抜粋文>
* * *

カトリック教会の暗部を告発する題材は、アカデミー会員は保守派が多いとの理由で受賞は難しいと噂されていた。
ところが蓋を開けてみると、である。
作品自体が良くできているのは勿論だが、このように正義を謳った作品が評価されるのは久しぶりではないだろうか。

初詣で神社には行くものの無神論者の多い日本人の感覚と、カトリック信者の多いアメリカでは、そのそも神の捉え方して異なるため、アメリカ人の感覚から学ぶことになる。
肌で感じることのできる製作側(アメリカ人)とは、作品自体の受け取り方も異なるとは思う。

権力に対する批判精神はジャーナリズムの根幹であり、その権力が巨大あればあるほど、腐敗が大きければ大きいほど、ドラマは劇的となる。
日本人の多くは、巨大権力が何かということよりも、そこに立ち向かうジャーナリストのダイナミズムに惹かれるのだと思う。

腐敗の本質はカトリック教会の神父による児童虐待だ。

* * *

表示内容>
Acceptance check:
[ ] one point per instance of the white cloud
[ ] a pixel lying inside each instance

* * *

抜粋文で、腐敗の本質として挙げられているものは何ですか。

カトリック教会の神父による児童虐待です。